═══ Texto seleccionado ═══

I. Residencia fiscal
Una persona física se considera residente en territorio español cuando concurre alguna de las siguientes circunstancias:
- Permanece más de 183 días durante el año natural en territorio español. Se computan las ausencias esporádicas, salvo que el contribuyente acredite su residencia fiscal en otro país mediante un certificado expedido por sus autoridades tributarias.
- Se encuentra en España, directa o indirectamente, el núcleo principal o la base de sus actividades o intereses económicos.
- Residen habitualmente en España el cónyuge no separado legalmente y los hijos menores de edad que dependan de esa persona. Esta tercera presunción admite prueba en contrario.
II. Impuesto sobre la Renta de las Personas Físicas (IRPF)
Si una persona física es residente fiscal en España conforme a las condiciones anteriores, estará sujeta al IRPF y tributará en España por su renta mundial. Esto significa que deberá declarar los ingresos obtenidos en cualquier país, sin perjuicio de lo establecido en el convenio para evitar la doble imposición internacional suscrito entre España y el Estado de origen de la renta.
Los convenios enumeran distintas clases de rentas y determinan la potestad tributaria de cada Estado firmante:
- En algunos casos, la competencia corresponde exclusivamente al país de residencia del contribuyente.

═══ Registros facilitados ═══

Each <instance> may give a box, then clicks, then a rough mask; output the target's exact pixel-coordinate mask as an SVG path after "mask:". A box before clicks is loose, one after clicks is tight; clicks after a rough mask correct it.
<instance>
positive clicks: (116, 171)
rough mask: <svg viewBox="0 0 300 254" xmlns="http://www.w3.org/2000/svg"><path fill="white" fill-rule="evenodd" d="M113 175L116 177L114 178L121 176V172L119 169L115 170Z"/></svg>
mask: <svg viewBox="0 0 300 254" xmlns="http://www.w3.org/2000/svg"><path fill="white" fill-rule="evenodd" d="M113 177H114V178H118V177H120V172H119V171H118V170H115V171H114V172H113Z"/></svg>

═══

▸ **Ejercicios propuestos**
a) Enumere las circunstancias que, según el texto sobre residencia fiscal y el IRPF, determinan que una persona física se considere residente en territorio español.
b) Prolongue el texto sobre residencia fiscal y el IRPF a partir de su última frase.

▸ **Respuestas**
a)
- Permanecer más de 183 días durante el año natural en territorio español.
- Tener en España, directa o indirectamente, el núcleo principal o la base de sus actividades o intereses económicos.
- Que residan habitualmente en España el cónyuge no separado legalmente y los hijos menores de edad que dependan de esa persona.

b)
- En otros, corresponde exclusivamente al país de origen de la renta.
- También puede existir competencia compartida, en cuyo caso el país de residencia debe adoptar medidas para evitar la doble imposición.
El periodo impositivo del IRPF coincide con el año natural. Una persona se considera residente o no residente durante todo el año, pues el cambio de residencia no interrumpe el periodo impositivo.
La declaración de la renta de las personas físicas residentes en España se presenta durante los meses de abril, mayo y junio del año siguiente. La normativa establece límites y condiciones que determinan la obligación de declarar y que deben comprobarse cada ejercicio. Las rentas exentas no se tienen en cuenta para establecer dicha obligación.
Ejemplo: un contribuyente residente fiscal en España cuyo único ingreso de 2022 fuera una pensión italiana procedente de su trabajo en una empresa privada italiana. España tiene la potestad tributaria exclusiva por tratarse de una pensión privada. Si la pensión supera los 12.000 euros anuales y se cumplen los límites aplicables a 2022, estará obligado a presentar la declaración española de IRPF correspondiente a ese ejercicio.
Convenio entre España e Italia
De forma simplificada, la tributación más habitual de los residentes fiscales en España que reciben rentas de origen italiano es la siguiente:
Pensiones
- Pensiones públicas (artículo 19.2 del CDI): tributan en Italia y están exentas en España, aunque se aplica una exención con progresividad.
- Pensiones privadas (artículo 18 del CDI): tributan exclusivamente en España.
Rentas inmobiliarias (artículo 6 del CDI): las rentas derivadas de inmuebles situados en Italia pueden someterse a tributación tanto en España como en Italia. El residente puede aplicar en España la deducción por doble imposición internacional.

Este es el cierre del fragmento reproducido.